(DATA FOR ANALYSIS begins)

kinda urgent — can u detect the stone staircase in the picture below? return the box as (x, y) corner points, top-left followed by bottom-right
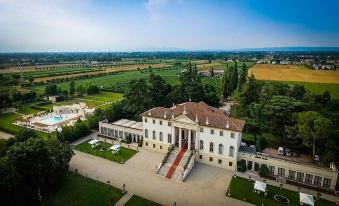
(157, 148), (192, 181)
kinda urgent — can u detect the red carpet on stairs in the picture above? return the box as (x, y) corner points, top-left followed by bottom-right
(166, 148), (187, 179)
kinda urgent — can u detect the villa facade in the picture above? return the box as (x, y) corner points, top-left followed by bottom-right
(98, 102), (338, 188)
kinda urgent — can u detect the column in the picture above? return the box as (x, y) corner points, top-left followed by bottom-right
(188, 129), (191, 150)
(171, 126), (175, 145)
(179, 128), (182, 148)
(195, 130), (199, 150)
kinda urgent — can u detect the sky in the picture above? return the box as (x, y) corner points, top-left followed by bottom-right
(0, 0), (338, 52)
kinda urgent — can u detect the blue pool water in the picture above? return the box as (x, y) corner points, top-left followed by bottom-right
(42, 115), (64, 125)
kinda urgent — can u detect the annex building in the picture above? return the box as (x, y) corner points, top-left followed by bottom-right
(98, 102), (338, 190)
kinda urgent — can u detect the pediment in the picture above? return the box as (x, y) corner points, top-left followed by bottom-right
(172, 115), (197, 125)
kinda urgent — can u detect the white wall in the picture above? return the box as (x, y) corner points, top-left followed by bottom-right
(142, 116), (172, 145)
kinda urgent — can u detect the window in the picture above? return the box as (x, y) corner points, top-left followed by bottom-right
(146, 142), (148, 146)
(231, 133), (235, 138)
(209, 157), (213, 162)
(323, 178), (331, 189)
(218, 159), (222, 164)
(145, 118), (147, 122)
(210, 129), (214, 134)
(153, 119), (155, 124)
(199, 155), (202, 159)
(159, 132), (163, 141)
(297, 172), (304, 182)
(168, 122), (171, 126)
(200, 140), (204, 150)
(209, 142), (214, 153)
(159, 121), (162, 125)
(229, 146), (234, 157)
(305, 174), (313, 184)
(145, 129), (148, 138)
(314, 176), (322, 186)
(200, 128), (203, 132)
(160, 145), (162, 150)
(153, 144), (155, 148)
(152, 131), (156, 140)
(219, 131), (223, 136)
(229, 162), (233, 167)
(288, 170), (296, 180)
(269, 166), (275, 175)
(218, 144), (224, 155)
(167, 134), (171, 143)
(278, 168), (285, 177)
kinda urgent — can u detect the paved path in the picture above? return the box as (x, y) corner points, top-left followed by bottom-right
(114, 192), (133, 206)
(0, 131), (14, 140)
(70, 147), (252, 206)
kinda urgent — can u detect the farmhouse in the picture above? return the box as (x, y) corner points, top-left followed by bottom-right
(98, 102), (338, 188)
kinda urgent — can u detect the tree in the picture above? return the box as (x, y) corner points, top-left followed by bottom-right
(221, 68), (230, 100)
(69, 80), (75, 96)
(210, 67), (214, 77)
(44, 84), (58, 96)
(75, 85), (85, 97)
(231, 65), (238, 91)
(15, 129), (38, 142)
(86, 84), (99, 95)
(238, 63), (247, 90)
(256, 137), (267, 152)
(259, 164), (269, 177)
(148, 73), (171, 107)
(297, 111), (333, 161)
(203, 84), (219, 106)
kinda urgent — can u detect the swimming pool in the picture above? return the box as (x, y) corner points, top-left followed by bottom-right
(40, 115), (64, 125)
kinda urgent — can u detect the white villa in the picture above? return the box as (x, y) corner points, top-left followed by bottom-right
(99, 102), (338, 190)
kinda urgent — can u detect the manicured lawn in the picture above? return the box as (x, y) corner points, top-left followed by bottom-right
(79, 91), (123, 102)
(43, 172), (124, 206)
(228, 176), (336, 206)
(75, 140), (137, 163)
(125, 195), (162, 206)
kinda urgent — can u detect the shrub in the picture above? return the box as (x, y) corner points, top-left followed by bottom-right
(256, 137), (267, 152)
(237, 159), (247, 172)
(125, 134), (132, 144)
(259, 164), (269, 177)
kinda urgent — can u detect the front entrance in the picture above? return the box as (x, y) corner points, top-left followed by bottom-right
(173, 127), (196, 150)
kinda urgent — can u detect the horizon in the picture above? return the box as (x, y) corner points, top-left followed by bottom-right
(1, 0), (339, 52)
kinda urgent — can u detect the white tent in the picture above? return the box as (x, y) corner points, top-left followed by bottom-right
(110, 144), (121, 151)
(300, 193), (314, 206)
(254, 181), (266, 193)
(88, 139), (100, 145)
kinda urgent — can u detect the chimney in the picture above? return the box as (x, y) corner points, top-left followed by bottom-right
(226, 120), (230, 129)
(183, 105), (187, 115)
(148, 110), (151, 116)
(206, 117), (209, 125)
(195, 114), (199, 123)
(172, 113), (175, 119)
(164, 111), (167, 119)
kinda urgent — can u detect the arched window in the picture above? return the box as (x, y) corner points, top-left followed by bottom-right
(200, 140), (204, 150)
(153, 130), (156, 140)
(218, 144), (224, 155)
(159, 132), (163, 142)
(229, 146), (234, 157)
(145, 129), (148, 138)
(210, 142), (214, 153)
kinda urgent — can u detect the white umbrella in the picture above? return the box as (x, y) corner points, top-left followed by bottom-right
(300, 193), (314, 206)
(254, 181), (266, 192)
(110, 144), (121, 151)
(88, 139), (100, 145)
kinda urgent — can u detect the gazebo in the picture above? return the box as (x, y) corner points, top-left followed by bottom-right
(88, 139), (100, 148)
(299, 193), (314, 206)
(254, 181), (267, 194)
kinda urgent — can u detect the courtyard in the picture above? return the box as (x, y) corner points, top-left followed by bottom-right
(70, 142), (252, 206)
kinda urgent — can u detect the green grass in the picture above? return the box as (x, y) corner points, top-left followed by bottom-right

(DATA FOR ANALYSIS ends)
(DATA FOR ANALYSIS begins)

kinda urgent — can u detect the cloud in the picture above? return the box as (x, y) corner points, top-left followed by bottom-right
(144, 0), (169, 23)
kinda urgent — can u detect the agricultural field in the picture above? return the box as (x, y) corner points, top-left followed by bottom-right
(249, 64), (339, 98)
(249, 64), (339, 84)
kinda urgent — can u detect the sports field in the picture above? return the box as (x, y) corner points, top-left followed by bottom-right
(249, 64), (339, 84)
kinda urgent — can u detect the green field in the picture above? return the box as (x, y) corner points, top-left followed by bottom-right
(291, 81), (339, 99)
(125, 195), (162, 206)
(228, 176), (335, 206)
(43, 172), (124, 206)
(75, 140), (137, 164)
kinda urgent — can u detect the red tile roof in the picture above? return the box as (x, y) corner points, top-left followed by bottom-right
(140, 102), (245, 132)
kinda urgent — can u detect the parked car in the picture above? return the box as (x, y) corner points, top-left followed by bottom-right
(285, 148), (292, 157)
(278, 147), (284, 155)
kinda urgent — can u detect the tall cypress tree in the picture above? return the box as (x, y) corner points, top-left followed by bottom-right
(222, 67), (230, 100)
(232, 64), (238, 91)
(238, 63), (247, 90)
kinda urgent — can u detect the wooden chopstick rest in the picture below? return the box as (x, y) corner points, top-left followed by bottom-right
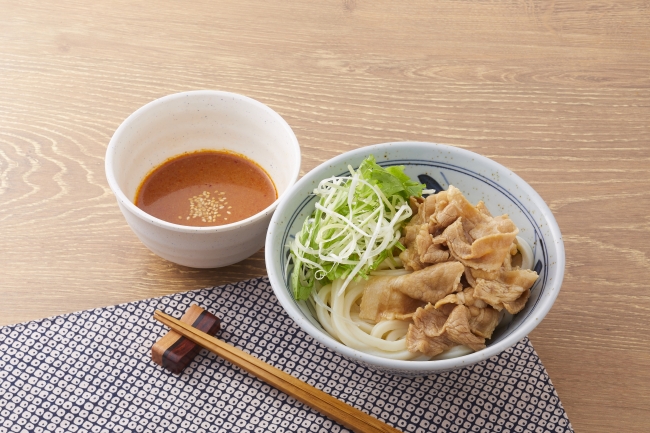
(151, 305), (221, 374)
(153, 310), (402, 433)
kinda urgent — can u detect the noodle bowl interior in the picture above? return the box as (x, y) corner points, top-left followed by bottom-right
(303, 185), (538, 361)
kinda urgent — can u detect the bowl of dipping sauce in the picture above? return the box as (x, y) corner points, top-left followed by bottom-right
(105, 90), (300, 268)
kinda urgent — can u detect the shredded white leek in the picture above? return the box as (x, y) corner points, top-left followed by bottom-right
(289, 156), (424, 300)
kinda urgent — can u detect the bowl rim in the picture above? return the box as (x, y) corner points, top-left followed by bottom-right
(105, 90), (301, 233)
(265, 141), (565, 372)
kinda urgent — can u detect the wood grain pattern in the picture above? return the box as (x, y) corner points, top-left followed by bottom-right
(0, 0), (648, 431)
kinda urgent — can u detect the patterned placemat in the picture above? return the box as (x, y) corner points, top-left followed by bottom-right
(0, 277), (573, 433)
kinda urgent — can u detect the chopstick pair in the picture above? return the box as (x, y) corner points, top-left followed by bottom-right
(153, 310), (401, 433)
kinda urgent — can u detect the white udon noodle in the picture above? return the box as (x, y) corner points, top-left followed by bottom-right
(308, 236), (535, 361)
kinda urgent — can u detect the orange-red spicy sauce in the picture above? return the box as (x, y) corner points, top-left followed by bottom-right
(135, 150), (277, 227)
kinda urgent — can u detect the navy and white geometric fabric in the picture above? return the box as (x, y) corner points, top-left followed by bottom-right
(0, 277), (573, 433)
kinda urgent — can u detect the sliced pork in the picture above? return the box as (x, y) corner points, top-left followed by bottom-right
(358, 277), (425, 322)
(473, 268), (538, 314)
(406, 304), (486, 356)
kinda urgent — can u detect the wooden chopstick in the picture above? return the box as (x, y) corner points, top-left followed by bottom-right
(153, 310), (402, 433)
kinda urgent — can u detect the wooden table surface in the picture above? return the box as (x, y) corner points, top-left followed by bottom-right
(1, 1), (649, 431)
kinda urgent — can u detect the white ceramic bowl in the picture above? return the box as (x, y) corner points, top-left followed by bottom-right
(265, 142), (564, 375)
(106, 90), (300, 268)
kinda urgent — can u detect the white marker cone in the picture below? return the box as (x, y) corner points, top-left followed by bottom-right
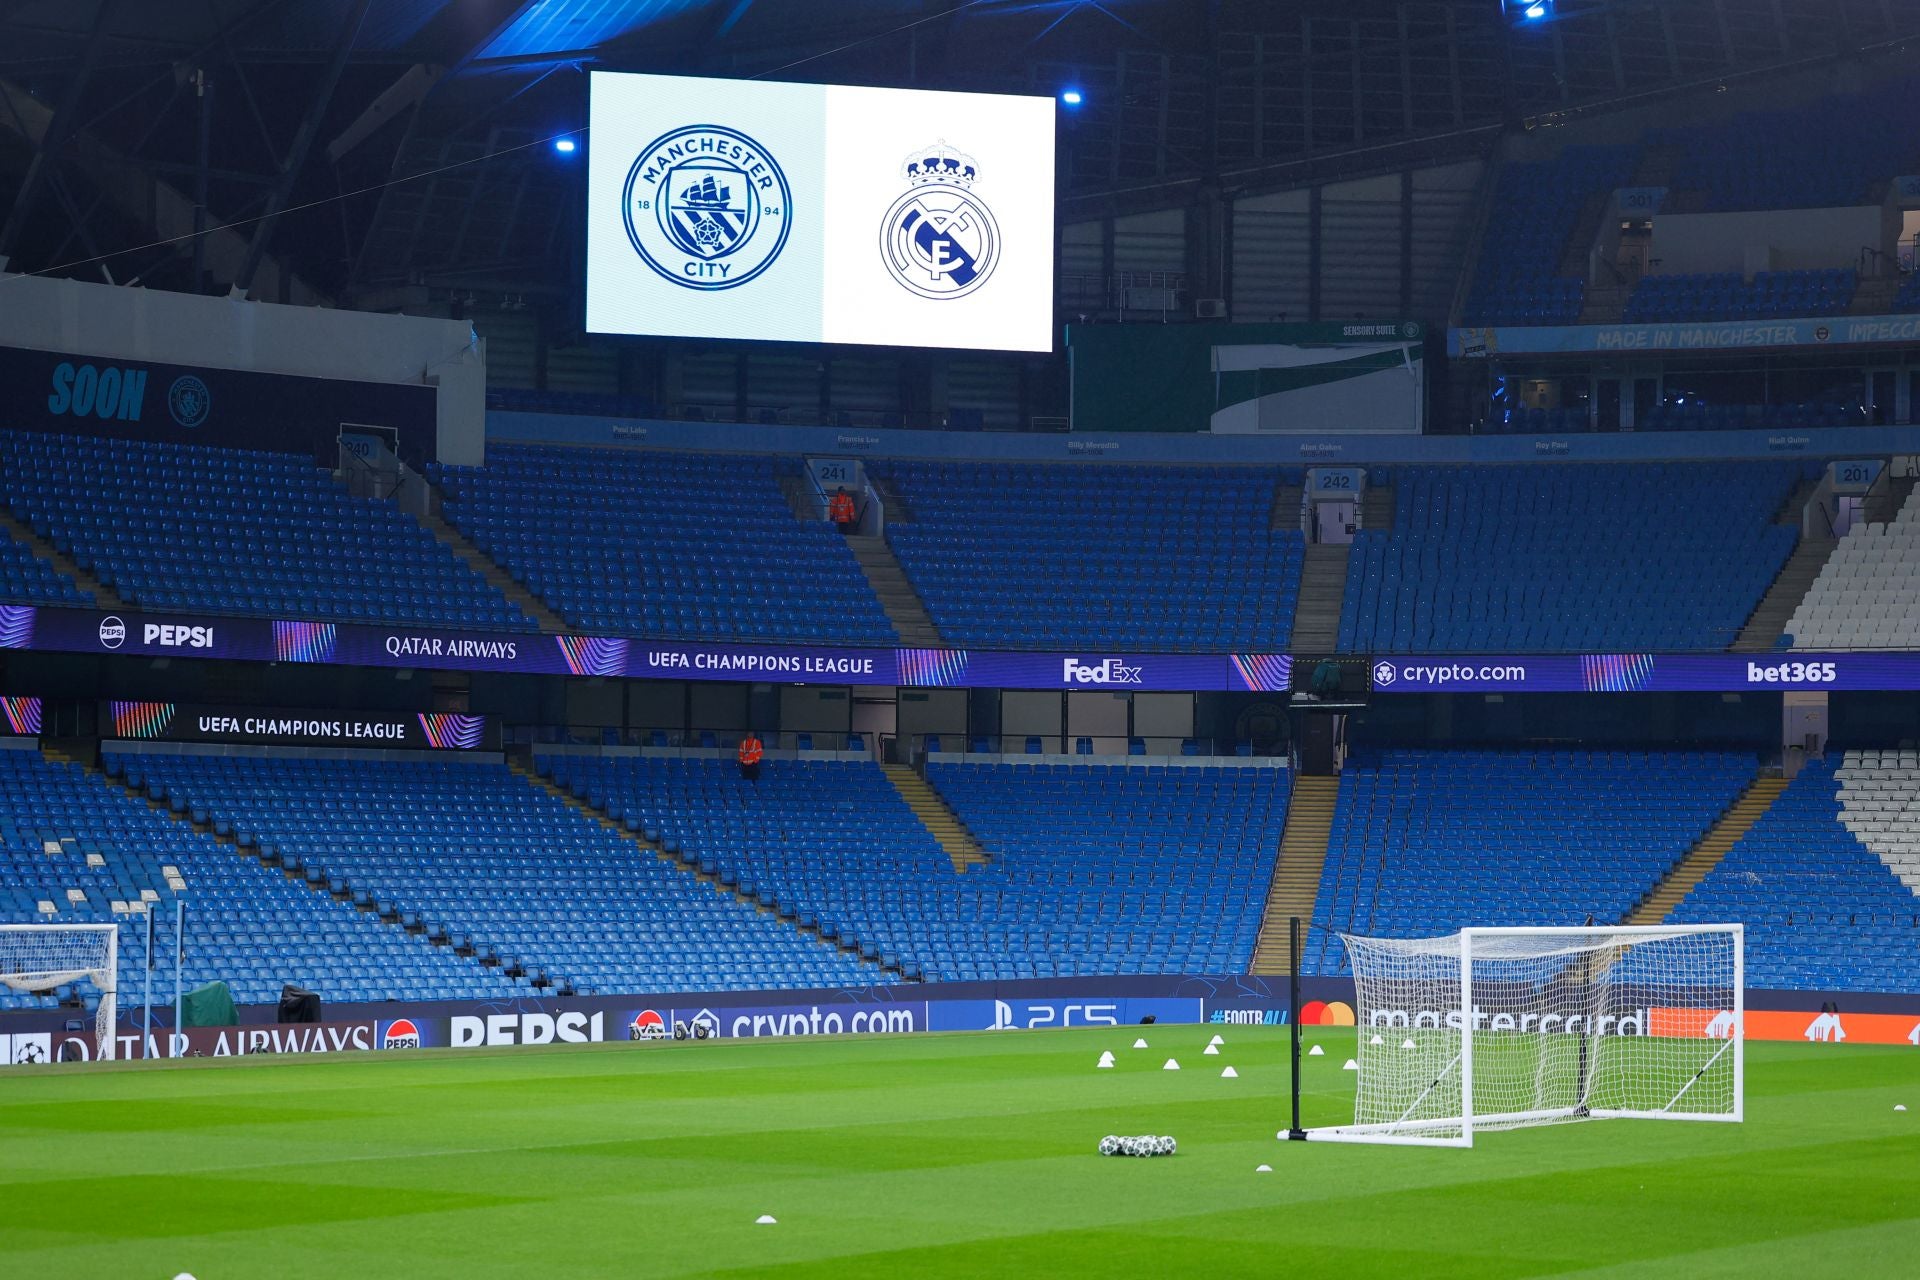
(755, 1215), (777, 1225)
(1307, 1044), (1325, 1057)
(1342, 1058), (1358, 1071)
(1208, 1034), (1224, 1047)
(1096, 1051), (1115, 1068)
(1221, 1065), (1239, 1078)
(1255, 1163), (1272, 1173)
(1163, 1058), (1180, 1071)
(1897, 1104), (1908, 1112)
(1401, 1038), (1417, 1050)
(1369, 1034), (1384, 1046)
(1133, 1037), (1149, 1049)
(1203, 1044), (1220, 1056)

(DATA FOR ANALYSIS ends)

▶ ACTION ITEM:
Look above for the line with "kinda urgent — can u detect the chimney"; retype exactly that line, every line after it up to the line with "kinda urgent — can u detect the green grass", and that line too, nothing else.

▶ RESPONSE BELOW:
kinda urgent — can u detect the chimney in the picture above? return the box as (x, y) corner points, top-left followed by bottom-right
(226, 120), (230, 129)
(183, 105), (187, 115)
(148, 110), (151, 116)
(206, 117), (209, 125)
(195, 114), (199, 123)
(172, 113), (175, 119)
(164, 111), (167, 119)
kinda urgent — can u detect the arched window in the picture above? return the box as (x, y) corner points, top-left followed by bottom-right
(200, 140), (204, 150)
(153, 130), (156, 140)
(218, 144), (224, 155)
(159, 132), (163, 142)
(229, 146), (234, 157)
(145, 129), (148, 138)
(210, 142), (214, 153)
kinda urgent — can u detect the white umbrella in the picture above? return the box as (x, y) corner points, top-left followed by bottom-right
(300, 193), (314, 206)
(254, 181), (266, 192)
(110, 144), (121, 151)
(88, 139), (100, 145)
kinda urgent — can u detect the gazebo in the picture above? return the box as (x, y) corner points, top-left followed by bottom-right
(88, 139), (100, 148)
(299, 193), (314, 206)
(254, 181), (267, 194)
kinda urgent — can u detect the courtyard in the picture above? return the box as (x, y) corner points, top-left followed by bottom-right
(70, 142), (252, 206)
kinda urgent — can u detect the green grass in the picture above? return the box as (x, y) corner points, top-left followed by bottom-right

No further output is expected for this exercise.